→ DIRECTION
Emit a verbatim copy of the lines running from the line with "of the black" through the end of the material below.

(Object position labeling entries)
[START]

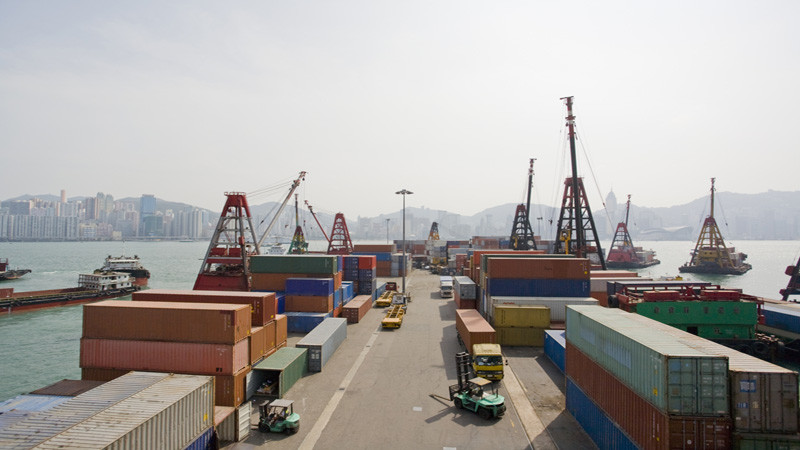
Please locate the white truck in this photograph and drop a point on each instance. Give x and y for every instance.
(446, 286)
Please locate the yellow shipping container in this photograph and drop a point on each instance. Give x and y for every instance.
(520, 337)
(522, 316)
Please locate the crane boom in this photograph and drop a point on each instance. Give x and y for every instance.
(294, 186)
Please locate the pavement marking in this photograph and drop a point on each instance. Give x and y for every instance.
(316, 432)
(531, 423)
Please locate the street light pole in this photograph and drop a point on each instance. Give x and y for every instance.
(404, 192)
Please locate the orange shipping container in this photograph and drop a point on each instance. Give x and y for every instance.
(281, 330)
(263, 305)
(258, 343)
(309, 303)
(538, 268)
(474, 329)
(166, 321)
(174, 357)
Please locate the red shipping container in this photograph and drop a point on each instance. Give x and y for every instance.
(281, 330)
(646, 425)
(538, 268)
(166, 321)
(474, 329)
(263, 305)
(174, 357)
(271, 330)
(258, 343)
(357, 308)
(309, 303)
(367, 261)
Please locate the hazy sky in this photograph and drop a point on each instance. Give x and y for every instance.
(449, 99)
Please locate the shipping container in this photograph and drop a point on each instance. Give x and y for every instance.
(323, 341)
(166, 321)
(602, 430)
(276, 374)
(555, 347)
(129, 412)
(557, 305)
(178, 357)
(647, 425)
(465, 288)
(521, 316)
(676, 378)
(474, 329)
(764, 396)
(263, 305)
(309, 264)
(357, 308)
(520, 337)
(538, 268)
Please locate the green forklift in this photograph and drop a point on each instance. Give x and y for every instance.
(471, 394)
(278, 416)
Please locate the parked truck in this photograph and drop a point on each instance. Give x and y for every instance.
(446, 286)
(480, 340)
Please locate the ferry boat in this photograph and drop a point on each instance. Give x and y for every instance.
(91, 287)
(126, 264)
(10, 274)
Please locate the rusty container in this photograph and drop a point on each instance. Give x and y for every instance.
(647, 425)
(166, 321)
(158, 356)
(474, 329)
(263, 305)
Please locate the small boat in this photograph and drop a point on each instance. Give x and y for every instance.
(623, 254)
(126, 264)
(10, 274)
(91, 287)
(711, 255)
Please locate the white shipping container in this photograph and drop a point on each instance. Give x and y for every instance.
(557, 305)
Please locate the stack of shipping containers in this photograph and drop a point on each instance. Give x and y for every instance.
(629, 382)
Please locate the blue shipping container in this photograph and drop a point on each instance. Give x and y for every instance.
(309, 286)
(519, 287)
(603, 431)
(298, 322)
(555, 347)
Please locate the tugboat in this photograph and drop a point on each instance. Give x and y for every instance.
(7, 274)
(126, 264)
(623, 255)
(710, 255)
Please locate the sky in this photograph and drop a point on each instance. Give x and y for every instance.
(187, 100)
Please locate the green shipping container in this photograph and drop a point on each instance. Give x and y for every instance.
(285, 366)
(316, 264)
(710, 320)
(673, 376)
(521, 316)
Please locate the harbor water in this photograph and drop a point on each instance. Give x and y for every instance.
(38, 348)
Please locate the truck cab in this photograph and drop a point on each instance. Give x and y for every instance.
(487, 361)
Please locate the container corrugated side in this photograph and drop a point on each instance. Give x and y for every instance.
(678, 379)
(602, 430)
(287, 365)
(521, 316)
(557, 305)
(60, 418)
(182, 404)
(323, 341)
(178, 357)
(647, 425)
(764, 396)
(263, 305)
(555, 347)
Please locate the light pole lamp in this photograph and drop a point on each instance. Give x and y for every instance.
(404, 192)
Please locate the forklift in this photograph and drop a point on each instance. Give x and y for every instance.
(278, 416)
(470, 393)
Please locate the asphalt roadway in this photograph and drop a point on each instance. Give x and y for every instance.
(375, 391)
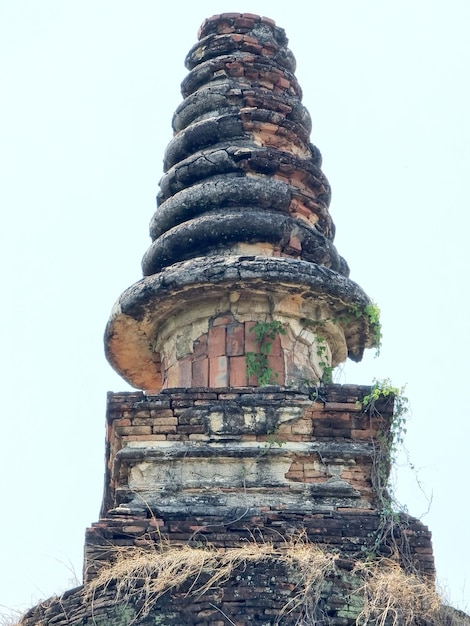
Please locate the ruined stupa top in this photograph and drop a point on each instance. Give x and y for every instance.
(242, 233)
(240, 173)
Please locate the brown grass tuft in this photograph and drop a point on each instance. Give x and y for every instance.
(392, 596)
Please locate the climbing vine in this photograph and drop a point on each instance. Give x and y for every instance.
(390, 438)
(323, 362)
(257, 363)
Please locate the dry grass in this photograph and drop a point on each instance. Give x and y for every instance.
(147, 574)
(389, 595)
(392, 596)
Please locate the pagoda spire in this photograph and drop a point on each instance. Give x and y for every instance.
(242, 234)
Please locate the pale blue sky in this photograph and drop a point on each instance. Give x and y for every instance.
(88, 92)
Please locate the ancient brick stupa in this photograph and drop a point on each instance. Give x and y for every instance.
(242, 486)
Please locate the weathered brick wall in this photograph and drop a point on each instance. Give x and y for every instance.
(322, 448)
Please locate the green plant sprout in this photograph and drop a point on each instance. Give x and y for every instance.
(257, 363)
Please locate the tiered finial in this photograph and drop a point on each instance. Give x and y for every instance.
(242, 234)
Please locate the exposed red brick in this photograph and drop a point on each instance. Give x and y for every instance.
(251, 345)
(223, 320)
(276, 363)
(200, 347)
(200, 369)
(218, 371)
(185, 372)
(237, 366)
(217, 341)
(235, 340)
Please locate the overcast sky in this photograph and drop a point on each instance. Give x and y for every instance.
(88, 92)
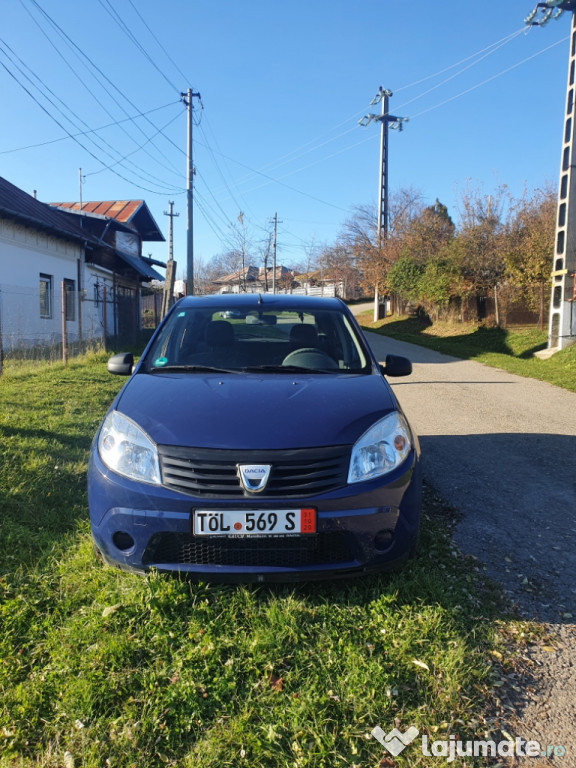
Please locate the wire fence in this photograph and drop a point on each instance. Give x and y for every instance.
(53, 322)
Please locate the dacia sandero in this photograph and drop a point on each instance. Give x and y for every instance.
(256, 439)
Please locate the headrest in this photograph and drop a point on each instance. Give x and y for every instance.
(304, 335)
(219, 333)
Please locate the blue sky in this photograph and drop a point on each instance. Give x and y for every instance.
(283, 85)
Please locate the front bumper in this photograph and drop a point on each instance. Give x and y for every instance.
(363, 527)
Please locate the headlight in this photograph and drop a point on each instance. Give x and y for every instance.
(381, 449)
(127, 449)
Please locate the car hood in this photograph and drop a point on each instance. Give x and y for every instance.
(247, 411)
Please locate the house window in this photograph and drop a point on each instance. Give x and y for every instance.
(70, 299)
(45, 295)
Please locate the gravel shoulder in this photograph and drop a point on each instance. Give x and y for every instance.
(501, 449)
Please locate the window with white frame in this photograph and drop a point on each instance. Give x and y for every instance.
(70, 299)
(45, 295)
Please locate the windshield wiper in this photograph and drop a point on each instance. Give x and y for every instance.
(191, 369)
(286, 369)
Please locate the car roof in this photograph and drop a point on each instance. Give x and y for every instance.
(263, 301)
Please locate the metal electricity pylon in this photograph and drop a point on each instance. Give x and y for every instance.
(386, 121)
(562, 322)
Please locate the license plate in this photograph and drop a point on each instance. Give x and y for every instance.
(263, 522)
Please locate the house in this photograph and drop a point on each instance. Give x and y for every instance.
(70, 266)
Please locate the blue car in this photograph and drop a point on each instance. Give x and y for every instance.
(264, 447)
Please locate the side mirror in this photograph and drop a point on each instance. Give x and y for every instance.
(121, 364)
(396, 366)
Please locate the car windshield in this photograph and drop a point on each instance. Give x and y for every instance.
(276, 340)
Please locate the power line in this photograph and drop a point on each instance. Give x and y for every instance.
(90, 130)
(92, 68)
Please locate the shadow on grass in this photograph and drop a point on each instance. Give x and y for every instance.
(480, 341)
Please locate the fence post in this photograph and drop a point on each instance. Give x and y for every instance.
(63, 314)
(1, 347)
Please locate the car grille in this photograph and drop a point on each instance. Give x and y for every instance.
(213, 473)
(290, 552)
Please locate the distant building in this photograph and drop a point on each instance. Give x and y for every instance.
(81, 265)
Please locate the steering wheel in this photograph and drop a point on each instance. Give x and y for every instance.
(310, 357)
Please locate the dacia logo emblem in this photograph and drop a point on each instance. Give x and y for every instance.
(254, 477)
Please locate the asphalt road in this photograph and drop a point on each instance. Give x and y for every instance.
(502, 450)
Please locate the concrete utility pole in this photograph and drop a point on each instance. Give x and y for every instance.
(562, 321)
(187, 99)
(385, 121)
(274, 243)
(168, 293)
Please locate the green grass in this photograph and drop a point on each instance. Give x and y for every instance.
(509, 349)
(105, 668)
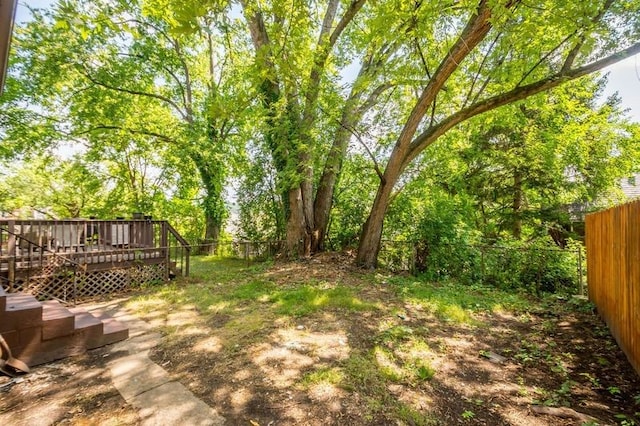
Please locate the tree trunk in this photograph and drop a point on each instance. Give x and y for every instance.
(372, 232)
(517, 205)
(324, 196)
(298, 239)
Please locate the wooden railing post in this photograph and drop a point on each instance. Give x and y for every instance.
(11, 250)
(164, 241)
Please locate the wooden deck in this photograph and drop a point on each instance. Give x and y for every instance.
(53, 256)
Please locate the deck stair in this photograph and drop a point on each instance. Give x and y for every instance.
(39, 332)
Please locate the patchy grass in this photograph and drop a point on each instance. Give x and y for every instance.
(452, 302)
(306, 299)
(352, 347)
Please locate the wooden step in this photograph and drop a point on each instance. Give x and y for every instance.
(89, 328)
(22, 311)
(113, 330)
(57, 320)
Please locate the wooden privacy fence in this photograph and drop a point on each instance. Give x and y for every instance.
(613, 273)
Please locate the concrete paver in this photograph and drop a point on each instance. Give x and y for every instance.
(147, 386)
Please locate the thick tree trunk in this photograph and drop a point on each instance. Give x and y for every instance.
(324, 196)
(371, 235)
(517, 205)
(298, 238)
(372, 232)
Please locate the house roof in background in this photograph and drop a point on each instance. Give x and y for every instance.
(7, 15)
(631, 186)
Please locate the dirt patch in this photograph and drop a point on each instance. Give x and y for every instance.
(396, 364)
(74, 391)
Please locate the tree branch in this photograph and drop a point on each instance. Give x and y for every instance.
(134, 92)
(429, 136)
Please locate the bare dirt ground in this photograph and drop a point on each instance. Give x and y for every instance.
(340, 366)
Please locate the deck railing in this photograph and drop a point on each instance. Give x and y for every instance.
(32, 249)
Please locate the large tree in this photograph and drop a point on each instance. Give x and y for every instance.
(496, 53)
(108, 75)
(444, 61)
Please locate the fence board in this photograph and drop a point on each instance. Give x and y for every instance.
(612, 238)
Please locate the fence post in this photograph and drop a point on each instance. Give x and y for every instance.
(164, 242)
(11, 251)
(580, 282)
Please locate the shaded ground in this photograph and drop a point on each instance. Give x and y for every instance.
(319, 342)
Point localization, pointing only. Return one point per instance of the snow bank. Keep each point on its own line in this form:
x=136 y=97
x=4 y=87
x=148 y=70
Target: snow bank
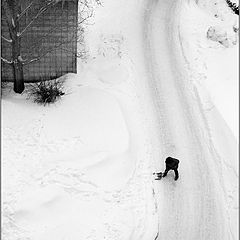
x=209 y=41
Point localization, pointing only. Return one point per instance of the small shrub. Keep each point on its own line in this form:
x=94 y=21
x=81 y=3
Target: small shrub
x=5 y=88
x=46 y=92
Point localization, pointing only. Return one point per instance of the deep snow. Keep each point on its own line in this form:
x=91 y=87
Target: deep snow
x=82 y=168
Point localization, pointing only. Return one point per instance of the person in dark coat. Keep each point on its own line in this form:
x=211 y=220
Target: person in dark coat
x=171 y=164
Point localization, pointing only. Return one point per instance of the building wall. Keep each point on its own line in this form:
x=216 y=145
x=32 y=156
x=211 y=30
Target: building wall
x=53 y=37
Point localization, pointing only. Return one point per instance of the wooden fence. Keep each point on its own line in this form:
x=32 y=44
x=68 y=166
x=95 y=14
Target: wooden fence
x=52 y=38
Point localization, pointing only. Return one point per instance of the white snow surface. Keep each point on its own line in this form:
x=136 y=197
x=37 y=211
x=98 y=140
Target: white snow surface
x=154 y=86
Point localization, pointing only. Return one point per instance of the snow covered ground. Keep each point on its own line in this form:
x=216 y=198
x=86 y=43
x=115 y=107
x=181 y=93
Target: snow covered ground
x=154 y=86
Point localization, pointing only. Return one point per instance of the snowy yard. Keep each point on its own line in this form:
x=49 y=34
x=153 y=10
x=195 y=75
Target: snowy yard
x=154 y=86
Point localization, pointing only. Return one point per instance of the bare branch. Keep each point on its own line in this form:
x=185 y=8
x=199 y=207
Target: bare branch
x=7 y=40
x=6 y=61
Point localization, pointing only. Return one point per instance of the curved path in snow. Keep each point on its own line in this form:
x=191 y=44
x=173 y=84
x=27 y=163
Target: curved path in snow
x=193 y=207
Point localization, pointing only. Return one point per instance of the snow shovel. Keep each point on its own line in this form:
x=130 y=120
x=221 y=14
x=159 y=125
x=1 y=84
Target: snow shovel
x=159 y=175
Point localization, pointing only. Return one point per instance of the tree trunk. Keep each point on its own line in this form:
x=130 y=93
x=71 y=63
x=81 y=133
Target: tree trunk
x=17 y=67
x=12 y=10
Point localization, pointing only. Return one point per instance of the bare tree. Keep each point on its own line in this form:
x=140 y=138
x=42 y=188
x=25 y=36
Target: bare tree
x=233 y=6
x=14 y=14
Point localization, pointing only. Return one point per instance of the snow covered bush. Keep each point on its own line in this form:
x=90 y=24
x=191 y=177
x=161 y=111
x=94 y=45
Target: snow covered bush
x=46 y=92
x=233 y=6
x=222 y=36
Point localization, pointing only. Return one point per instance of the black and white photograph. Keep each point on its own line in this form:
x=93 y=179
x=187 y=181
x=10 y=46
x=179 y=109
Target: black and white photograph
x=119 y=119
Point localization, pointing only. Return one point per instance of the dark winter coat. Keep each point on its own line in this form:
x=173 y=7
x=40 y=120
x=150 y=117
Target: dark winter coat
x=171 y=163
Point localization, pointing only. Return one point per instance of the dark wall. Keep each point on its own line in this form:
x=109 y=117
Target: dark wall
x=53 y=37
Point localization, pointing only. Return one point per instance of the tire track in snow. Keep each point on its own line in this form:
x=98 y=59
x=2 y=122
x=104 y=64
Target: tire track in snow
x=189 y=208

[END]

→ SOLUTION TO THE PROBLEM
Point localization, pointing only. Return one point per instance of the black and white photograph. Keep each point on its own line in this form:
x=93 y=179
x=187 y=181
x=10 y=46
x=179 y=109
Target: black and white photograph
x=119 y=119
Point localization, pointing only. Return one point per instance of the dark winter coat. Keep each point on its own line in this form:
x=173 y=7
x=40 y=120
x=150 y=117
Target: dark winter coat
x=171 y=163
Point localization, pointing only. Return one point per instance of the dark wall. Keep each point on its own line in this form:
x=109 y=117
Target: dark wall
x=53 y=37
Point localization, pointing only. Return one point per instance of the tire track in snow. Keep each point on its own line in this form:
x=98 y=59
x=2 y=122
x=104 y=64
Target: tire track in snow
x=189 y=208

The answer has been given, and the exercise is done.